Opened: June 28, 1854
(Dedicated as Lone Mountain Cemetery on May 30, 1854.)

Location: Bounded by California Street, Geary Boulevard, Parker and Presidio Avenues.

Renamed: Laurel Hill Cemetery in 1867.

Closed: Bodies moved in 1939-1940 to Cypress Lawn Cemetery in Colma, California.

Artwork of Lone Mountain Cemetery in 1855, renamed in 1867 to Laurel Hill Cemetery., 1855 - The Annals of San Francisco

The young city of San Francisco had previously buried most of its dead at the Yerba Buena Cemetery, where the city’s Civic Center is today. The site had been considered outside of town at the time of the cemetery’s establishment, but by 1853 the city needed a larger, more remote burial ground. Originally, Lone Mountain Cemetery was intended to be 320 acres and to encompass the western eminence for which it was named. A year later, however, according to The Annals of San Francisco (1855), the cemetery planners “found that one hundred and sixty would form a sufficiently large cemetery.” Thus, from its beginning, Lone Mountain Cemetery was only in view of its namesake.
····················
◆ **Tasks to perform**:
1. According to the cemetery excerpt, what was Lone Mountain Cemetery renamed in 1867?
2. Filter the records down to the lines that contain the string "cola", and copy each of those lines.
The cemetery excerpt and the records come from unrelated sources.
····················
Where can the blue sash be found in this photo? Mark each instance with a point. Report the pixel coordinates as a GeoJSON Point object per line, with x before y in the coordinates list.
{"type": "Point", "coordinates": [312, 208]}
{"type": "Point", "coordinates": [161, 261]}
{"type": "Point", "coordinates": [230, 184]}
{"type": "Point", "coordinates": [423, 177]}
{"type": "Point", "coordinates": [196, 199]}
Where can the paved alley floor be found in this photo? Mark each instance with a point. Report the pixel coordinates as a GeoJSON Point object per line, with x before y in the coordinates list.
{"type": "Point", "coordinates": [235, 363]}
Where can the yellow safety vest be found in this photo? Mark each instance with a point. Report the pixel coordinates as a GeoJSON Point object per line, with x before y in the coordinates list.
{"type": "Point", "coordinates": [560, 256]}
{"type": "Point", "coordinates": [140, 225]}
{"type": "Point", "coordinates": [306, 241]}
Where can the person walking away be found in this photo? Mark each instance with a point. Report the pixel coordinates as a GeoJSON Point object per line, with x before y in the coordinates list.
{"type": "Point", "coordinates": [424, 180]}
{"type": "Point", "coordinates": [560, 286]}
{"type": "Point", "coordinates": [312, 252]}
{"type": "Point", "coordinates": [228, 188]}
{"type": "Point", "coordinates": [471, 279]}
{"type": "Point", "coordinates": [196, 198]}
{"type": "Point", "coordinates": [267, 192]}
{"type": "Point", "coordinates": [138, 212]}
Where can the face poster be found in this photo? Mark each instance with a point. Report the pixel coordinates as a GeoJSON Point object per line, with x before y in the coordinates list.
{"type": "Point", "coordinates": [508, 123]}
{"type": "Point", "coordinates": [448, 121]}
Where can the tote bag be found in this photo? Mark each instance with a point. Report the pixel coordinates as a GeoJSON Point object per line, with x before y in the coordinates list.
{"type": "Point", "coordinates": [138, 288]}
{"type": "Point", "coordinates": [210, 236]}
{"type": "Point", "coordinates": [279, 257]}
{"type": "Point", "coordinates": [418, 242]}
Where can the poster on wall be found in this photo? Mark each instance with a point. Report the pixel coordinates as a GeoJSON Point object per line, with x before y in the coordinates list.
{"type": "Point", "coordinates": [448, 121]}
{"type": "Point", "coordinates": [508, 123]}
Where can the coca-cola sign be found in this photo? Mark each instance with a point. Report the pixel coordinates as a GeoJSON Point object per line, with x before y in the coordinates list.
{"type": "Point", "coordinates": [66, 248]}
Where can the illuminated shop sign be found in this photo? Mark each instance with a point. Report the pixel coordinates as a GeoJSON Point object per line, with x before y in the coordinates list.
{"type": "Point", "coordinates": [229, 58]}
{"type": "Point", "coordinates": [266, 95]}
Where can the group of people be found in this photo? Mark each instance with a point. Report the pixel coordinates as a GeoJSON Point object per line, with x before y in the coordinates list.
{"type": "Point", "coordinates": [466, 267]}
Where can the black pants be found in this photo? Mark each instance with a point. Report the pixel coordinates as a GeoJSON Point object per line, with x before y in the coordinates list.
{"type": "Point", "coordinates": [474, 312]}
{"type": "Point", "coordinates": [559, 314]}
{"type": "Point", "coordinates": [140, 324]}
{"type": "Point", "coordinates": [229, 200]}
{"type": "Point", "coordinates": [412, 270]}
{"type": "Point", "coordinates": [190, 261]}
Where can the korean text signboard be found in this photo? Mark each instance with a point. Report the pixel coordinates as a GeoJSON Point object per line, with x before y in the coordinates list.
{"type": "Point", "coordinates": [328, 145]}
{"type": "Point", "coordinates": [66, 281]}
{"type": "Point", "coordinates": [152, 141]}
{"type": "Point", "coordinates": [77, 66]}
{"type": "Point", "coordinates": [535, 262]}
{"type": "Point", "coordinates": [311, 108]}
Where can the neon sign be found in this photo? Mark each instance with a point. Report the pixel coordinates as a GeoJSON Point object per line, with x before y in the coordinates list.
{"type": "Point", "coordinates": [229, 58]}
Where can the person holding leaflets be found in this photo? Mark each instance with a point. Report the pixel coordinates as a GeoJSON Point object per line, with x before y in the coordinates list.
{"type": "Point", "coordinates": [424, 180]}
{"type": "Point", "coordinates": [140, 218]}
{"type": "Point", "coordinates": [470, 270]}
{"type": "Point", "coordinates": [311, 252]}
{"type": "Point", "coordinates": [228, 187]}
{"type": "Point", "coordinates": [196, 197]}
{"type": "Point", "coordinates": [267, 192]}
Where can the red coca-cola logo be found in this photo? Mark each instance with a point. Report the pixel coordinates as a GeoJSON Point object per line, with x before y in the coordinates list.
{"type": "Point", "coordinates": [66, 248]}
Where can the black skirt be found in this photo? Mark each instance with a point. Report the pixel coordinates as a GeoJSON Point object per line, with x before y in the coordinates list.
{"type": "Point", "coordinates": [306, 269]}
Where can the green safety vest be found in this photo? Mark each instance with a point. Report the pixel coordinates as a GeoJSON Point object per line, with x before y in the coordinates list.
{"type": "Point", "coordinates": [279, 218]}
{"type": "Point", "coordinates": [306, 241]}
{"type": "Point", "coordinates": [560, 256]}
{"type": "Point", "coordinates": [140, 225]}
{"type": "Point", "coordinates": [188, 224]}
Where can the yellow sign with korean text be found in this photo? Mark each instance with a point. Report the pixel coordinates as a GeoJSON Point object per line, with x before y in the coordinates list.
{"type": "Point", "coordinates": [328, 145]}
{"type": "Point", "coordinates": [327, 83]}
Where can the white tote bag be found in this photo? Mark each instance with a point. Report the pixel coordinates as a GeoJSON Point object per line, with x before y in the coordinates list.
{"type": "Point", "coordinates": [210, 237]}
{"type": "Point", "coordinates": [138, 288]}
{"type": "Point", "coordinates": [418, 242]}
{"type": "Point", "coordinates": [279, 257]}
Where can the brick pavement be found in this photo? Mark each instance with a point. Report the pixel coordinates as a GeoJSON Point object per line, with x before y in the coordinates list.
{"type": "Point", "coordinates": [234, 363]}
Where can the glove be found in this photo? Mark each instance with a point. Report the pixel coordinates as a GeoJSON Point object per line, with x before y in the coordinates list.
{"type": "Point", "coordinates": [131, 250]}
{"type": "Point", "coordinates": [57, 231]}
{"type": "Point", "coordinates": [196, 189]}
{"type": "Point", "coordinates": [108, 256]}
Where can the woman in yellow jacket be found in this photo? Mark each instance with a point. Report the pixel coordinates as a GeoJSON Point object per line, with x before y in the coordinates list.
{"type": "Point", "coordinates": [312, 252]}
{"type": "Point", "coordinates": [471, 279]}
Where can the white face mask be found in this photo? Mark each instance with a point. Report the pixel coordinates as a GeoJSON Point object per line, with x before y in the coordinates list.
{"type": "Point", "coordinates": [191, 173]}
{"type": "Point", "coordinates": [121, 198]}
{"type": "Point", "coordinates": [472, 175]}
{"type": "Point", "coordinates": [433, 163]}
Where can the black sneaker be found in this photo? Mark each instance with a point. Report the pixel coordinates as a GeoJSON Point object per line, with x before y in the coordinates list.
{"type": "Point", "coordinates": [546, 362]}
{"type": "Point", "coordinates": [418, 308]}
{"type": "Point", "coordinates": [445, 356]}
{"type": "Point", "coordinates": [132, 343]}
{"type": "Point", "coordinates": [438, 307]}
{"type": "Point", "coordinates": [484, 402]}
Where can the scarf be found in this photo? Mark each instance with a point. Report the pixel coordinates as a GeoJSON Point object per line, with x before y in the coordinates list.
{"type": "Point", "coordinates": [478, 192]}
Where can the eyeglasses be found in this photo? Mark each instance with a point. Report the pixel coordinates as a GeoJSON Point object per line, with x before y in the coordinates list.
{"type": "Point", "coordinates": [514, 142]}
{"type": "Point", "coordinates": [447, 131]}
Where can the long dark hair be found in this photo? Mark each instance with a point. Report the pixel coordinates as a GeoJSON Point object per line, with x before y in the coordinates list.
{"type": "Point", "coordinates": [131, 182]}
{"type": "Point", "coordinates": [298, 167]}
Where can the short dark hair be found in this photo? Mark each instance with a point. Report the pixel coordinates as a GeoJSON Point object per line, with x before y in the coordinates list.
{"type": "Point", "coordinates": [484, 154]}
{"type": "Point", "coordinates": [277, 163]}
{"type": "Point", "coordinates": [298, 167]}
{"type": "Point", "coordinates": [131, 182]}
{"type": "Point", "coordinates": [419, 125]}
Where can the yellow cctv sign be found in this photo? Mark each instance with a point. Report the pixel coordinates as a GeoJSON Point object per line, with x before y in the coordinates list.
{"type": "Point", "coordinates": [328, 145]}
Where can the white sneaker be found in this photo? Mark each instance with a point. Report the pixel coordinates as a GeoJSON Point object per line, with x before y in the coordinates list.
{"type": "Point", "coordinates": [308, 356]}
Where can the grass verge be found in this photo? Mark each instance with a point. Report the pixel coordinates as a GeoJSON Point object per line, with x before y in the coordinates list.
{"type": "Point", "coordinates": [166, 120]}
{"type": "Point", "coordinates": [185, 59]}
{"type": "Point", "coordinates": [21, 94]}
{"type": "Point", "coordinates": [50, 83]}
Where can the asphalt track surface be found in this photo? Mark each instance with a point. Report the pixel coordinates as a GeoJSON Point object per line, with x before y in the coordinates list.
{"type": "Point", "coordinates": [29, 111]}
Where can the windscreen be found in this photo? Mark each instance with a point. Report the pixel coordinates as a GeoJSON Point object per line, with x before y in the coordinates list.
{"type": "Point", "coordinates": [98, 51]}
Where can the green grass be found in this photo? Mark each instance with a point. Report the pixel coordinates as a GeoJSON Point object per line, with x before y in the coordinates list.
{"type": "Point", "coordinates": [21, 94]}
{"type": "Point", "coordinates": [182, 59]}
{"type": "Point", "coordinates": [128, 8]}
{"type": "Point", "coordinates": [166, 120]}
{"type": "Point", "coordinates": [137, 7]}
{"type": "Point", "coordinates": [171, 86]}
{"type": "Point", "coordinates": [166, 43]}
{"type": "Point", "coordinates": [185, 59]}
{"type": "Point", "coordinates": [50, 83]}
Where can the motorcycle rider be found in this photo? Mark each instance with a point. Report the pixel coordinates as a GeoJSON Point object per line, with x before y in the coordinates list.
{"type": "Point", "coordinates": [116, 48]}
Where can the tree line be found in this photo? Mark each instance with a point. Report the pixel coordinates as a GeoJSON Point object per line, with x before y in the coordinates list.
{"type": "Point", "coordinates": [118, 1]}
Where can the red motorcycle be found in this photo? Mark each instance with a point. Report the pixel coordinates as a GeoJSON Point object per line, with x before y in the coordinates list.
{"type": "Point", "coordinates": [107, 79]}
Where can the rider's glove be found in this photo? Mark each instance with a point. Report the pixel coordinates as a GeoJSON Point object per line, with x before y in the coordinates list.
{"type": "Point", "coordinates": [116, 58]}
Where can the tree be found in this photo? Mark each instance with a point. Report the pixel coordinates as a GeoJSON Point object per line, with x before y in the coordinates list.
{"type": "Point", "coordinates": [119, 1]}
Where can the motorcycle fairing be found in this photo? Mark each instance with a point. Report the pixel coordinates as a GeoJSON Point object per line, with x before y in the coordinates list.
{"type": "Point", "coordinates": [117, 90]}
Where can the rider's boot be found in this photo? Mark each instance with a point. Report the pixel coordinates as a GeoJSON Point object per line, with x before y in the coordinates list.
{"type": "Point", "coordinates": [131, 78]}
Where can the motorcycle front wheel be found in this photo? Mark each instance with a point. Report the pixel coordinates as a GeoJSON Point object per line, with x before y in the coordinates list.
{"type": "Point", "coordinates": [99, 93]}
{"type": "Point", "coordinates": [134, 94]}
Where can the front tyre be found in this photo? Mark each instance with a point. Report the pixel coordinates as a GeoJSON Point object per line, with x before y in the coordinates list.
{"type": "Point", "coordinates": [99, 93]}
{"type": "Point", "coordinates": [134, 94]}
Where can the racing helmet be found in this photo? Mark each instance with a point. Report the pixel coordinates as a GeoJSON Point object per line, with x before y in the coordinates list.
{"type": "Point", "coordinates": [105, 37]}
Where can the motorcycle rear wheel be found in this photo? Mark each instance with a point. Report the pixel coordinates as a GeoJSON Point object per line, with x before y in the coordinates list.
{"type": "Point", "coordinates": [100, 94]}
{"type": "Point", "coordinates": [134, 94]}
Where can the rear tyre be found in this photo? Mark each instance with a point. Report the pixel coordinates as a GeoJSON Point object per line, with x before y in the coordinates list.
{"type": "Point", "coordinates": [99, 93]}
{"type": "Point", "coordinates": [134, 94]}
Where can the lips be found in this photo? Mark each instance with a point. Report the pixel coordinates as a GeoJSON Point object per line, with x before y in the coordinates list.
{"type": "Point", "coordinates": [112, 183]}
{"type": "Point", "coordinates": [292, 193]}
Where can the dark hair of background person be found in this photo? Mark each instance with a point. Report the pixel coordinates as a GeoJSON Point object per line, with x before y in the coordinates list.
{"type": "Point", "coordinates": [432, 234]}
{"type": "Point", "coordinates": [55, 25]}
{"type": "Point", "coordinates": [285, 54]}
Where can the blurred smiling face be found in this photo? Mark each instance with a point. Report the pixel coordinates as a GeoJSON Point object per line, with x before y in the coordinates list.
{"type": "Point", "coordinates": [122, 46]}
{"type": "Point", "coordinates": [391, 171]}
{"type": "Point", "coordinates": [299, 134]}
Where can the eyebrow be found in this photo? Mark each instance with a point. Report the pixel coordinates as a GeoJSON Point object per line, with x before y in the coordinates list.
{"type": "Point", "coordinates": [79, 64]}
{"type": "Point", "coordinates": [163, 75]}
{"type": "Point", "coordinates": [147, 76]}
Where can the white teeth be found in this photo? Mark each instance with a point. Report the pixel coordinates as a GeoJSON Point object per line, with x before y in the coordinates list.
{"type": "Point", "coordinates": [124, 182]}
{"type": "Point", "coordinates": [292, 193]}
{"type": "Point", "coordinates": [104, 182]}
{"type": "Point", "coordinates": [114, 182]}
····················
◆ **Responses**:
1. Laurel Hill Cemetery.

2.
Where can the coca-cola sign be found in this photo? Mark each instance with a point. Report the pixel coordinates as a GeoJSON Point object per line, with x before y in the coordinates list.
Where can the red coca-cola logo be found in this photo? Mark each instance with a point. Report the pixel coordinates as a GeoJSON Point object per line, with x before y in the coordinates list.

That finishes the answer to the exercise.